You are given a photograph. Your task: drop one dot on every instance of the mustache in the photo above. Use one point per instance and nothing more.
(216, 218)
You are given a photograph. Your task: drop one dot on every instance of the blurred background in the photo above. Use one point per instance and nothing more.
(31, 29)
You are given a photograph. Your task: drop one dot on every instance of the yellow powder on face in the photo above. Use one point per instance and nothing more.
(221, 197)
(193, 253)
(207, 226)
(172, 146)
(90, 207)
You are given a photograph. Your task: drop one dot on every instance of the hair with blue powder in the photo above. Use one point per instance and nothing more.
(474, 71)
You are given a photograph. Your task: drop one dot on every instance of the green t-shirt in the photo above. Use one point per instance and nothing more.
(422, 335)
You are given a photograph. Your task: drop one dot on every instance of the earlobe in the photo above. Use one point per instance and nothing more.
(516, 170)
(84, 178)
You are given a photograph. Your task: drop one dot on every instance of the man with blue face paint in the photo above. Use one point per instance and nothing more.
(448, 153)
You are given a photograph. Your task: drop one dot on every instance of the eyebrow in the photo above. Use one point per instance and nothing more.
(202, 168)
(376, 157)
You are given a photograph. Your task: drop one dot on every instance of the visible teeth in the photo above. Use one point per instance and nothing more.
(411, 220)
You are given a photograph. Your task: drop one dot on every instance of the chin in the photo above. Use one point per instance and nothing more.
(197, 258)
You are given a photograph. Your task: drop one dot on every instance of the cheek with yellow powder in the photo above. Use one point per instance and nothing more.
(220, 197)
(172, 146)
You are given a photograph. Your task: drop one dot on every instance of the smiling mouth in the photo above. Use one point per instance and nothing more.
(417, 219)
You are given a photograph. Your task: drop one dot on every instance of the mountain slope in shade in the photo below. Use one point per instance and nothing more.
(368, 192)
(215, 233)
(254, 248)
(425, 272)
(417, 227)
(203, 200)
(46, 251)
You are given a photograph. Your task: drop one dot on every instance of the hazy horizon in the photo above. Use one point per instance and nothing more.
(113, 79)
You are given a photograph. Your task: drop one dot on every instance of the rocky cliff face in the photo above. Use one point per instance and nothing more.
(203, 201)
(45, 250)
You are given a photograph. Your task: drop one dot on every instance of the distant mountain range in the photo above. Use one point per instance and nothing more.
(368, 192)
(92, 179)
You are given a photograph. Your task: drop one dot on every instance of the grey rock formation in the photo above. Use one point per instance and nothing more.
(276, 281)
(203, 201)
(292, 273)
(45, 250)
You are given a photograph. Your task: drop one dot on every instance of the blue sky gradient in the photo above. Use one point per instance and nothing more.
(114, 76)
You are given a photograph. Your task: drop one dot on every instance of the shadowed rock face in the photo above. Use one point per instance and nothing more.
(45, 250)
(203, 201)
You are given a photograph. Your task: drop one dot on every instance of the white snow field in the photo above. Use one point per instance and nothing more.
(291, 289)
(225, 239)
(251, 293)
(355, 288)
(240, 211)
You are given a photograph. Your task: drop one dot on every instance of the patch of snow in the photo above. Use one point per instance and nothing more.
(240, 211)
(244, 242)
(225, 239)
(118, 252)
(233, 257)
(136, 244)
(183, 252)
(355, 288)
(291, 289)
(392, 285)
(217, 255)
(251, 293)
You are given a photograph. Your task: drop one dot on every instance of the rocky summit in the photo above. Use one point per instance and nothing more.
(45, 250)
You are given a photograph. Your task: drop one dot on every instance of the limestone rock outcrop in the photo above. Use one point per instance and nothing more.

Exercise description – Extract each entry in full, exactly as given.

Problem solution –
You are given a photograph. Your task: drop one dot on every instance of the mustache in the photo above. Use one point per instance and nothing more.
(216, 218)
You are given a photograph. Your task: drop one dot on every instance of the blurred background in the photo above. Use one point per instance and nothing more.
(31, 29)
You are given a photograph. Your task: drop one dot on every instance of the yellow powder on face in the photo above. Use one point per instance and nothing more.
(221, 197)
(193, 253)
(207, 226)
(172, 146)
(90, 207)
You are given a photograph. Your task: drop one dot on every instance of the hair with blue powder in the photo above. Use one point per instance and nothing more.
(474, 71)
You are given a photograph. Your task: drop one dot on every instance of the green t-shirt in the photo above. Use one point per instance and nothing more.
(422, 335)
You are given a photograph. Your task: drop one dot on every instance of the earlobe in the photo above. Use one point per instance and nothing more.
(516, 170)
(84, 178)
You are given a photograph. Your task: drop one dot on every instance of the man with blue face paint in the photo above. Use one point per instance and nothing more.
(448, 153)
You are given a photograph. Your task: drop one dot on every instance of the eyebrow in the photo above. Use one point per instance and nothing more.
(202, 168)
(376, 157)
You are given a photograph. Your task: drop one dot on every instance of the visible teeth in the photo above. Use one point per instance and nothing more.
(411, 220)
You are given a photograph. Your task: drop one dot on every instance of the chin in the photo above. Use one point per instance and nothing more.
(197, 258)
You are given a photograph. Your task: drop one dot on every instance of the cheek with yellow powder in the photo above. Use one point per instance and nothing more.
(220, 197)
(172, 146)
You are given a photograph. Your task: drop one dot on every instance of the smiling mouth in the photo above. Use one point per instance and nothing more.
(417, 219)
You are given a photograph. Your task: drop one dot on every instance of the mountain slope in shade in the photo below. Use one point per instance and nothing more.
(368, 192)
(215, 233)
(254, 248)
(425, 272)
(417, 227)
(203, 200)
(46, 251)
You are given a photograph. Your task: drop one dot on every instance of the hazy horizon in the photo above. Use one point per instance and nothing more.
(113, 79)
You are given a photograph. Your task: drop one dot on every instance of the rocky cliff face in the photo above. Use one point per instance and nothing more.
(203, 201)
(45, 250)
You are given a photograph. Your task: drop one dot on every instance of the distant mountain range in the photo above. Use one point per instance and nothing more.
(368, 192)
(92, 179)
You are given a photograph. Your task: drop one dot on every instance of the grey rock formation in the photo above. Use one point per instance and nothing more.
(276, 281)
(203, 201)
(292, 273)
(45, 250)
You are given a photograph. Your task: drop one dot on every instance of the blue sky gradient in the photo above. Use one point per instance and nothing more.
(114, 76)
You are given a photograph. Your task: drop one dot on every instance of the shadowed rock face in the photo above. Use one point per instance and nothing more.
(45, 250)
(203, 201)
You are given a photograph. Your task: drop one dot on every instance of the white snow field in the photo above. Use one point per instance and nothing more.
(291, 289)
(225, 239)
(251, 293)
(355, 288)
(240, 211)
You are given a photograph. Your task: drop one dot on every instance of the patch of snow in the photo above. Use one point per instance and nothing more.
(240, 211)
(244, 242)
(225, 239)
(118, 252)
(233, 257)
(136, 244)
(183, 252)
(355, 288)
(291, 289)
(392, 285)
(217, 255)
(251, 293)
You are given a photograph. Your task: drop one dot on every instance of the rocky summit in the photo above. Use one point per instance and nothing more.
(45, 250)
You are given a photograph. Your task: drop one dot on every instance of the limestone rock outcrop in the photo above. Use one point per instance and nothing more.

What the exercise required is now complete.